======== Supplied records ========

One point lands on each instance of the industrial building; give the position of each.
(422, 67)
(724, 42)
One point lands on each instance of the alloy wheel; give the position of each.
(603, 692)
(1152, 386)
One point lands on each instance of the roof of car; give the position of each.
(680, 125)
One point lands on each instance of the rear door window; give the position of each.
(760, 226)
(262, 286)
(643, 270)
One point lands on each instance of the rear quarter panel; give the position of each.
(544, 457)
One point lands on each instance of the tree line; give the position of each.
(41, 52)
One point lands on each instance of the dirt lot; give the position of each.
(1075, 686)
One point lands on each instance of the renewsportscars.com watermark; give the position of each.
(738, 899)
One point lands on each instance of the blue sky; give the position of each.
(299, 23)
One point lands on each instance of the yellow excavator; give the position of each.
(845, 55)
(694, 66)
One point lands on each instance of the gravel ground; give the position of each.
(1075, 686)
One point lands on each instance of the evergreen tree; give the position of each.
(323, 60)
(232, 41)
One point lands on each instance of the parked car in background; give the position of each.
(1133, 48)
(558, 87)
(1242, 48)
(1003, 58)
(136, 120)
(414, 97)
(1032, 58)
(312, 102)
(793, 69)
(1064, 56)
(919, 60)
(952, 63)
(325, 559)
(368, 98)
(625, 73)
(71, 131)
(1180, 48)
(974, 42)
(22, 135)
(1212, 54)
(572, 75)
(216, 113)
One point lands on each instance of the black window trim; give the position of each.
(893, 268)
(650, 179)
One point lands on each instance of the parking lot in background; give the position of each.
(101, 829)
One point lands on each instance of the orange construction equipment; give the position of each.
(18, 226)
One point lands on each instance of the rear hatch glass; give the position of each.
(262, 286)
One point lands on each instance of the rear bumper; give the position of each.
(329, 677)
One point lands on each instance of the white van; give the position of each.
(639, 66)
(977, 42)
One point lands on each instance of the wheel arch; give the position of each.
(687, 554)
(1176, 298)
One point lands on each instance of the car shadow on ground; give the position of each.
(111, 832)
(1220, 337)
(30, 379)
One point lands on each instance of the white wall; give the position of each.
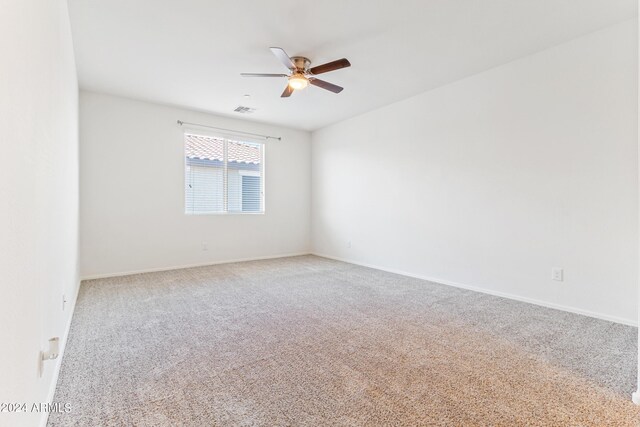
(38, 196)
(132, 192)
(493, 180)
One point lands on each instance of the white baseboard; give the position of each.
(180, 267)
(547, 304)
(44, 419)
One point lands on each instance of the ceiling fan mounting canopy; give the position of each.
(301, 75)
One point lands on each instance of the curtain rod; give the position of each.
(279, 138)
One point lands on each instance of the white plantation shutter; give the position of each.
(223, 175)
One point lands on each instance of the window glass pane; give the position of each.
(223, 175)
(204, 180)
(244, 176)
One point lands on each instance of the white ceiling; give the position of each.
(190, 53)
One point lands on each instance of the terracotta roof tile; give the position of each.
(211, 148)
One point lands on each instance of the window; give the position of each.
(223, 175)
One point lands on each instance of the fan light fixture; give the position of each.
(298, 81)
(300, 75)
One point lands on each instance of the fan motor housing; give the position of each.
(301, 63)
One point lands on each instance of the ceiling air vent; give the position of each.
(244, 110)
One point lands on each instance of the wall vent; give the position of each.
(244, 110)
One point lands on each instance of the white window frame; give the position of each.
(226, 137)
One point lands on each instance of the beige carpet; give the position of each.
(306, 341)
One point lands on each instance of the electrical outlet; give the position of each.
(557, 274)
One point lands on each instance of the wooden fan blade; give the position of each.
(283, 57)
(326, 85)
(330, 66)
(262, 75)
(287, 92)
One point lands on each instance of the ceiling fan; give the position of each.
(300, 74)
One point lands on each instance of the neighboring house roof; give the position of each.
(211, 148)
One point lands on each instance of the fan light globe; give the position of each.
(298, 82)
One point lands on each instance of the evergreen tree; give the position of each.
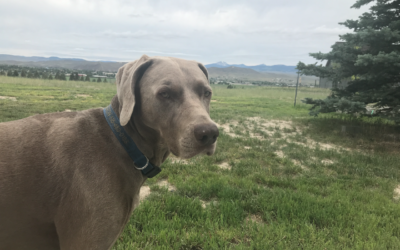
(369, 59)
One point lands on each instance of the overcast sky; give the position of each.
(250, 32)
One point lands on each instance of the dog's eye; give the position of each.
(164, 94)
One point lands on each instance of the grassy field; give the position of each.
(278, 180)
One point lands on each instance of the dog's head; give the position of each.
(171, 96)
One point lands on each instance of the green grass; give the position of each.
(265, 201)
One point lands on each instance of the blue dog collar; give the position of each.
(139, 159)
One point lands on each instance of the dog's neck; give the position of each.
(149, 141)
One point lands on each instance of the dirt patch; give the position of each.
(8, 98)
(396, 193)
(297, 163)
(251, 124)
(327, 162)
(225, 165)
(165, 183)
(227, 128)
(177, 160)
(144, 192)
(82, 95)
(204, 204)
(280, 154)
(254, 218)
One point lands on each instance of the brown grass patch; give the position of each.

========

• _Direction_:
Switch every "instance" in the data above to "occurrence" and write all of the data out again with nothing else changed. Leave the pictures out of your answer.

• _Task answer_:
One point lands on each occurrence of the industrial building; give the position of each.
(422, 67)
(724, 42)
One point lands on each occurrence of the alloy wheel; give the position of each.
(603, 692)
(1152, 386)
One point lands on each occurrence of the roof of car; give the position of each.
(680, 125)
One point lands on each occurrence of the rear door window; give the position of each.
(760, 226)
(262, 286)
(643, 270)
One point lands on each occurrence of the rear quarter panel; give the position of each.
(544, 457)
One point lands on each occurrence of the tree line; give the position of each.
(41, 52)
One point lands on each occurrence of the dirt lot; give the position of each.
(1075, 686)
One point lands on each occurrence of the renewsportscars.com watermark; give the position of each.
(738, 899)
One point lands on each occurrence of the blue sky; give the position of each.
(299, 23)
One point lands on each occurrence of the yellow excavator; give the position of each.
(845, 55)
(694, 66)
One point lands on each occurrence of the gravel ground; give the position of each.
(1075, 686)
One point lands on each occurrence of the evergreen tree; give the position of each.
(323, 60)
(232, 41)
One point lands on each occurrence of the parked car in background; give the position of each.
(1133, 48)
(558, 87)
(1242, 48)
(1003, 58)
(136, 120)
(414, 97)
(1032, 58)
(312, 102)
(793, 69)
(1064, 56)
(919, 60)
(952, 63)
(325, 559)
(368, 98)
(625, 73)
(71, 131)
(1180, 48)
(974, 42)
(22, 135)
(1212, 54)
(572, 75)
(216, 113)
One point lands on each occurrence of the black window trim; give the position of each.
(893, 268)
(650, 179)
One point lands on each occurrence of the parking lot in background; give the position of each.
(101, 829)
One point lands on each occurrence of the orange construction equipment; give the position of each.
(18, 226)
One point lands on each occurrence of the rear hatch glass; give the position of each.
(262, 286)
One point lands on each occurrence of the rear bumper; give the position of each.
(329, 677)
One point lands on each occurrence of the white van; give the position of each.
(639, 66)
(977, 42)
One point lands on each occurrence of the wheel arch; give the position of each.
(687, 554)
(1176, 298)
One point lands on each occurrence of the car shadow on ground; give the position of each.
(111, 832)
(1220, 337)
(30, 379)
One point lands on each occurrence of the white wall; give the position of each.
(38, 196)
(132, 192)
(493, 180)
One point lands on each occurrence of the white baseboard; give the position of each.
(180, 267)
(547, 304)
(44, 419)
One point lands on each occurrence of the ceiling fan mounting canopy; give the position of each.
(301, 75)
One point lands on each occurrence of the curtain rod; give the position of each.
(279, 138)
One point lands on each occurrence of the white plantation shutter; give the position of each.
(223, 175)
One point lands on each occurrence of the window glass pane; give the position of each.
(223, 175)
(204, 180)
(244, 176)
One point lands on each occurrence of the white ceiling; give the position of each.
(190, 53)
One point lands on each occurrence of the terracotta roof tile; give the position of each.
(211, 148)
One point lands on each occurrence of the window; give the position of each.
(223, 175)
One point lands on each occurrence of the fan light fixture; give the position of each.
(298, 81)
(300, 75)
One point lands on each occurrence of the fan motor housing; give the position of each.
(301, 63)
One point lands on each occurrence of the ceiling air vent; give the position of each.
(244, 110)
One point lands on each occurrence of the wall vent; give the position of each.
(244, 110)
One point lands on each occurrence of the white window frame; give the position of each.
(226, 137)
One point lands on each occurrence of the beige carpet; give the position of each.
(306, 341)
One point lands on each occurrence of the electrical outlet; give the position of each.
(557, 274)
One point lands on each occurrence of the wooden fan blade; give the position of each.
(283, 57)
(326, 85)
(330, 66)
(262, 75)
(287, 92)
One point lands on each occurrence of the ceiling fan; give the position of each.
(300, 74)
One point lands on each occurrence of the neighboring house roof; give the position of each.
(211, 148)
One point lands on each occurrence of the fan light globe; give the position of each.
(298, 82)
One point lands on each occurrence of the evergreen tree; give the position of each.
(369, 59)
One point lands on each occurrence of the overcast sky; give the position of each.
(250, 32)
One point lands on each occurrence of the dog's eye; give the position of each.
(164, 94)
One point lands on each occurrence of the grassy field; give the position of each.
(278, 180)
One point lands on each occurrence of the dog's head; give the position of each.
(171, 96)
One point lands on each occurrence of the green grass; give the position of each.
(265, 201)
One point lands on each occurrence of the blue dog collar; give the position of each.
(139, 159)
One point lands on each occurrence of the dog's neck; give the position of each.
(149, 141)
One point lands on each occurrence of the dirt patch; give the position of each.
(8, 98)
(396, 193)
(297, 163)
(251, 124)
(327, 162)
(225, 165)
(165, 183)
(227, 128)
(177, 160)
(144, 192)
(82, 95)
(204, 204)
(280, 154)
(254, 218)
One point lands on each occurrence of the brown grass patch; give the position of each.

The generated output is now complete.